▸ **WHAT YOU NEED TO DO**:
Reproduce the full passage on pathogens detected at the GMT word for word.

▸ **SELECTED TEXT**:
In this preliminary study we were able to identify potential respiratory pathogens circulating at the GMT including influenza viruses, H. influenzae, S. pneumoniae and M. Catarrhalis. Very high rates of pathogens were detected among both patients suffering diarrhoea and asymptomatic controls, with none being significantly more prevalent among patients. This is likely to be because asymptomatic carriage of gastrointestinal pathogens is very frequent in Senegal, particularly when assessed using a very sensitive method such as PCR. This suggests that quantitative molecular methods should be used to better evaluate the etiological role of potential gastrointestinal pathogens in this setting [3]. Dengue and malaria were the most frequent pathogens responsible for fever in our study. During 2018, dengue outbreaks occurred in Senegal [4]. It should be noted that, according to national data, only one case was reported from Mbacké, as of December 9, 2018 [5]. We identified seven additional cases among the 26 febrile patients who were tested in Mbacké, which suggests that national surveillance data possibly underestimated the true burden of the epidemic. Because the results of PCR testing were available weeks after the survey was done, antibiotic treatments were prescribed empirically. A proportion of 32.7% patients suffering from respiratory symptoms were prescribed antibiotics at the centre, as well as 82.6% of those with diarrhoea. Among patients with a negative malaria rapid test result, 23.8% were prescribed an antibiotic at the centre. These results are in line with previous observations at the GMT [3].

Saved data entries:
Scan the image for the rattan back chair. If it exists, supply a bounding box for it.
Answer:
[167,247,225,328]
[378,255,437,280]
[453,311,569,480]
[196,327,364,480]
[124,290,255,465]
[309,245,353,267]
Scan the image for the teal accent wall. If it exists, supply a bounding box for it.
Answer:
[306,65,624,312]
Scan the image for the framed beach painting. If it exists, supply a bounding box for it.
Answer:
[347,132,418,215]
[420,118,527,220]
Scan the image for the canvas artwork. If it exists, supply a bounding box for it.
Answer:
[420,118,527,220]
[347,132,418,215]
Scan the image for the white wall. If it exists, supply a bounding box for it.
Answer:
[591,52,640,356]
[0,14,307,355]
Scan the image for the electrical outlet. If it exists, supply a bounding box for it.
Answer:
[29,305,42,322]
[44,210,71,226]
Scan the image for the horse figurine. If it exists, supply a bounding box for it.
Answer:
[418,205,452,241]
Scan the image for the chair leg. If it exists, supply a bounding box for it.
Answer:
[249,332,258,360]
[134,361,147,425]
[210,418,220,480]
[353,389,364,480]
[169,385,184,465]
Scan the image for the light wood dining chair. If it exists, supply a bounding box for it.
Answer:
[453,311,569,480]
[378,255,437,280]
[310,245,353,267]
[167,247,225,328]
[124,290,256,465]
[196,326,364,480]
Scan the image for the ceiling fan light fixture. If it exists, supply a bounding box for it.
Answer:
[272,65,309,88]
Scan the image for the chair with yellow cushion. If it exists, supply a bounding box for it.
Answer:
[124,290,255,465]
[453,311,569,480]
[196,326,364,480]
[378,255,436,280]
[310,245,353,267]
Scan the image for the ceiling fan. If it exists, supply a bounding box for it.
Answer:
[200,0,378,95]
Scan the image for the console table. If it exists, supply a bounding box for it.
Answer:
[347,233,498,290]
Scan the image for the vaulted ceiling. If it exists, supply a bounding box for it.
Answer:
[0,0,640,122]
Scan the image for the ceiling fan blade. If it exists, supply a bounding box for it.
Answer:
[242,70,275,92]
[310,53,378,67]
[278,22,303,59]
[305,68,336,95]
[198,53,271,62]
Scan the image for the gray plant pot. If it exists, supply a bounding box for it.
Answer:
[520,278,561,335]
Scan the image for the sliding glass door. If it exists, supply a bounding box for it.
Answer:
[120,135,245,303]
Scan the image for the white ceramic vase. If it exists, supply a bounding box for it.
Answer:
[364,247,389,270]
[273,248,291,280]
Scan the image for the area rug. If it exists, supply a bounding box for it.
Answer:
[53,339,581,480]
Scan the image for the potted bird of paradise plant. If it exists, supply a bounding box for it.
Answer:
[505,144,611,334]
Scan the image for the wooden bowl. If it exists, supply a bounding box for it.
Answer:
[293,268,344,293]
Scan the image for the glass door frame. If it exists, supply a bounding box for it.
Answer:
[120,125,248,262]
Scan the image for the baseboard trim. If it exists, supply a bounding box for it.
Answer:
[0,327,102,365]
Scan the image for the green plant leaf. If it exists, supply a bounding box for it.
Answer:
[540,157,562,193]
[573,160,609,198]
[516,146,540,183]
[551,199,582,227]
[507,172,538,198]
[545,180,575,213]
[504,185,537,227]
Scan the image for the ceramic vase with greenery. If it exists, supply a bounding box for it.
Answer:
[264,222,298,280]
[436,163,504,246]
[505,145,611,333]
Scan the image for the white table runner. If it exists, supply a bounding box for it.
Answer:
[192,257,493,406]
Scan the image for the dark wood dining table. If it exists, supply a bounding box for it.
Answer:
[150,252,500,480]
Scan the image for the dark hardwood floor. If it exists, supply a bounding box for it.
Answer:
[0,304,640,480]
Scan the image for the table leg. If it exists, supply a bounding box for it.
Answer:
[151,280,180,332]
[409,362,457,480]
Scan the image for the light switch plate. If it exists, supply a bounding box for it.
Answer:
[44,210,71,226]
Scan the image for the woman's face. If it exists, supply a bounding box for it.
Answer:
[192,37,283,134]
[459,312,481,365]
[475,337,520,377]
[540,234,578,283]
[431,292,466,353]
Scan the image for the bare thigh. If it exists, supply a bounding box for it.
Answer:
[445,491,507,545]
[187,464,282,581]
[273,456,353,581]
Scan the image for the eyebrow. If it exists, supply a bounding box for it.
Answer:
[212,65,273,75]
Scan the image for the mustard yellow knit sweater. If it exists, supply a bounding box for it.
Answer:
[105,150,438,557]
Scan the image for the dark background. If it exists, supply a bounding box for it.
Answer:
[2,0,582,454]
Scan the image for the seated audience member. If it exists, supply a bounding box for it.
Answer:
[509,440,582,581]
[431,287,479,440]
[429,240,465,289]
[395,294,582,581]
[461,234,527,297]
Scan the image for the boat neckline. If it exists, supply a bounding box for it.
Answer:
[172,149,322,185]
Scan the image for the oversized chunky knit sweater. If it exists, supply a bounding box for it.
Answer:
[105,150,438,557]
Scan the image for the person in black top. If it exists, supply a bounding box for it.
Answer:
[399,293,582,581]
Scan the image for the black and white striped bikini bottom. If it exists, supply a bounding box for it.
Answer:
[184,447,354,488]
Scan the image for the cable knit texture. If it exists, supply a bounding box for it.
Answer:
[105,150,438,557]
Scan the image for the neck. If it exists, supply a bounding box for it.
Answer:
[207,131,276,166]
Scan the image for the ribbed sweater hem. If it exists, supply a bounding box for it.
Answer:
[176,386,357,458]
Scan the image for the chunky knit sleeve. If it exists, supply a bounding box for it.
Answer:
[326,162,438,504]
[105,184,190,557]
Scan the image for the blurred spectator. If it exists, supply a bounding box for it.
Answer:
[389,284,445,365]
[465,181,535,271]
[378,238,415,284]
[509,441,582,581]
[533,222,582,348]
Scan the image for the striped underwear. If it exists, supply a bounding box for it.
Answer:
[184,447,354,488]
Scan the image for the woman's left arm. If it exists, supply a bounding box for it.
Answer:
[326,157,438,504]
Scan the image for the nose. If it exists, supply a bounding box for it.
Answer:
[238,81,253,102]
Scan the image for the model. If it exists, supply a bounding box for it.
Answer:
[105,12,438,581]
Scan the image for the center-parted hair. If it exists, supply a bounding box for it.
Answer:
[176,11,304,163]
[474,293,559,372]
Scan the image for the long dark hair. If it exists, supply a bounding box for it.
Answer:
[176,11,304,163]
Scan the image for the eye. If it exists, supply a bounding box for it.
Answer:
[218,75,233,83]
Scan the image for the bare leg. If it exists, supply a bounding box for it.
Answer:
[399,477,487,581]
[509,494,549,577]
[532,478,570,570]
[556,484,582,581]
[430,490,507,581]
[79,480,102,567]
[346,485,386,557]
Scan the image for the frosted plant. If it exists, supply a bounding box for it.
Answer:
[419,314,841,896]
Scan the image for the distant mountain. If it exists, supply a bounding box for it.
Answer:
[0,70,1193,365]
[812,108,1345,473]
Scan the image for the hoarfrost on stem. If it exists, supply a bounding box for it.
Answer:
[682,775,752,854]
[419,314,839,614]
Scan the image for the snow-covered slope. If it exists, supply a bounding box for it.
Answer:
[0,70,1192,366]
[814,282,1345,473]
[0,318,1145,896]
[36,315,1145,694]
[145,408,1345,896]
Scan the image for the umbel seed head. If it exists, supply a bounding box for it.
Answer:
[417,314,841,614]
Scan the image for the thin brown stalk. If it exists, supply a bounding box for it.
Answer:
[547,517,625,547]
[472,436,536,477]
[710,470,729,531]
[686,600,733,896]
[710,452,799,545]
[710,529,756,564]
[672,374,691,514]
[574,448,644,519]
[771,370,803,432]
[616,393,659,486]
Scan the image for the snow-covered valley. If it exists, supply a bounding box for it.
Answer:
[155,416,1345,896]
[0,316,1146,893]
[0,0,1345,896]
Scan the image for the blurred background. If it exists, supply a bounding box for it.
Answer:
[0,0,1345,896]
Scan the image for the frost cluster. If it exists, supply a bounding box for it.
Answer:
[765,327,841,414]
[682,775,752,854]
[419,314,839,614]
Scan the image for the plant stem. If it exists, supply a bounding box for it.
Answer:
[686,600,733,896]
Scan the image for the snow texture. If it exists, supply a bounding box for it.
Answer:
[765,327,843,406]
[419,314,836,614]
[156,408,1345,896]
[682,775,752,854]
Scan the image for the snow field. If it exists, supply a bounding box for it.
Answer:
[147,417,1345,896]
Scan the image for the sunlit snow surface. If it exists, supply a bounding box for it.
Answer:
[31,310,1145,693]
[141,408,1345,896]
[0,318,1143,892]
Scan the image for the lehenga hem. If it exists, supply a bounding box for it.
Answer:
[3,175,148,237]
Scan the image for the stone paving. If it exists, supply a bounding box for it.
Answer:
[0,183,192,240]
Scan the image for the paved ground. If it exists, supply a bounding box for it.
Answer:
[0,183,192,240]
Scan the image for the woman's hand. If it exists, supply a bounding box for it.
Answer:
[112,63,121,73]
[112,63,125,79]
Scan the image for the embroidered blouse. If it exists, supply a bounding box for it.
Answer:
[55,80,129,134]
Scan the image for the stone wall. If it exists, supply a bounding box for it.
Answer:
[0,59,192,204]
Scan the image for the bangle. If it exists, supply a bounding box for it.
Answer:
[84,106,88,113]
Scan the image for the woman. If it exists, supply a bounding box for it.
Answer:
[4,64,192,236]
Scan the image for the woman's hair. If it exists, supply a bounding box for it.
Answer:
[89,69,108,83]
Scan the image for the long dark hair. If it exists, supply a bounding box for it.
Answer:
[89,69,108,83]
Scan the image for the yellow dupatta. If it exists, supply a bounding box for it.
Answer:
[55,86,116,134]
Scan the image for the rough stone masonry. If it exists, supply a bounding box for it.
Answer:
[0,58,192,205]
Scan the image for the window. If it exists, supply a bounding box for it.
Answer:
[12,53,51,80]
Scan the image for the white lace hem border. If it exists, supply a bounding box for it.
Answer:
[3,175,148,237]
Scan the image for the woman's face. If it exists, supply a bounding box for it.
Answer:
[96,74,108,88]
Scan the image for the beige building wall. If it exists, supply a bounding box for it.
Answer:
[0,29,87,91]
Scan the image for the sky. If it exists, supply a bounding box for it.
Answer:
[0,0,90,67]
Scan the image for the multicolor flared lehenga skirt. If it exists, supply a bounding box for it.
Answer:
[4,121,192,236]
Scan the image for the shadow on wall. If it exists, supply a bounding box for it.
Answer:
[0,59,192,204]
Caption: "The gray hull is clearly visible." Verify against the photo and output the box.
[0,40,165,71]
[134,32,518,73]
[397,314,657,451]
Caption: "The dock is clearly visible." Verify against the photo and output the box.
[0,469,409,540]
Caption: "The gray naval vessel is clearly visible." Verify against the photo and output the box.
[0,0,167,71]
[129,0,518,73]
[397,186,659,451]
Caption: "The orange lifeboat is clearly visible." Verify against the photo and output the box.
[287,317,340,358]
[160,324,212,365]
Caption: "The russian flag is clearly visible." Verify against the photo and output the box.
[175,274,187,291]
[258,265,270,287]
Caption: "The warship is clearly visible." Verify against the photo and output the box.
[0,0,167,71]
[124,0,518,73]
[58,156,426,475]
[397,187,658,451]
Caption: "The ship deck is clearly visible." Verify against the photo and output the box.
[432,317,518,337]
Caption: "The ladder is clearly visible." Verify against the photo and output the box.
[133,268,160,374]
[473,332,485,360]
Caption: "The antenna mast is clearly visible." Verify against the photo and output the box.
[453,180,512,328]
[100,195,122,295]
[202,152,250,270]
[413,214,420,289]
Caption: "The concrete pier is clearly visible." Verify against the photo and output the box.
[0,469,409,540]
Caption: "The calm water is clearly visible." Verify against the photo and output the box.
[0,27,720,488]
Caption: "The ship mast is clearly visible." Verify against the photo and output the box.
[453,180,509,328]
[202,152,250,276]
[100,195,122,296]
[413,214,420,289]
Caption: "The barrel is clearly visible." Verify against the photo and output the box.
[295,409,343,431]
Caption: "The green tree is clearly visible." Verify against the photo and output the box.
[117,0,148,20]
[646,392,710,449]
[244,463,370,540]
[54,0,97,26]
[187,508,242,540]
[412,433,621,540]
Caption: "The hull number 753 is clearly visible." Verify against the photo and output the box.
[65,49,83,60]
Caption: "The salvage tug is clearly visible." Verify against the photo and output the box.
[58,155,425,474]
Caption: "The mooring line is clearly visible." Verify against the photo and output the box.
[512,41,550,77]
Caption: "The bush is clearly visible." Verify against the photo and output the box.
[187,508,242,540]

▸ **EXERCISE RESULT**:
In this preliminary study we were able to identify potential respiratory pathogens circulating at the GMT including influenza viruses, H. influenzae, S. pneumoniae and M. Catarrhalis. Very high rates of pathogens were detected among both patients suffering diarrhoea and asymptomatic controls, with none being significantly more prevalent among patients. This is likely to be because asymptomatic carriage of gastrointestinal pathogens is very frequent in Senegal, particularly when assessed using a very sensitive method such as PCR. This suggests that quantitative molecular methods should be used to better evaluate the etiological role of potential gastrointestinal pathogens in this setting [3]. Dengue and malaria were the most frequent pathogens responsible for fever in our study. During 2018, dengue outbreaks occurred in Senegal [4]. It should be noted that, according to national data, only one case was reported from Mbacké, as of December 9, 2018 [5]. We identified seven additional cases among the 26 febrile patients who were tested in Mbacké, which suggests that national surveillance data possibly underestimated the true burden of the epidemic. Because the results of PCR testing were available weeks after the survey was done, antibiotic treatments were prescribed empirically. A proportion of 32.7% patients suffering from respiratory symptoms were prescribed antibiotics at the centre, as well as 82.6% of those with diarrhoea. Among patients with a negative malaria rapid test result, 23.8% were prescribed an antibiotic at the centre. These results are in line with previous observations at the GMT [3].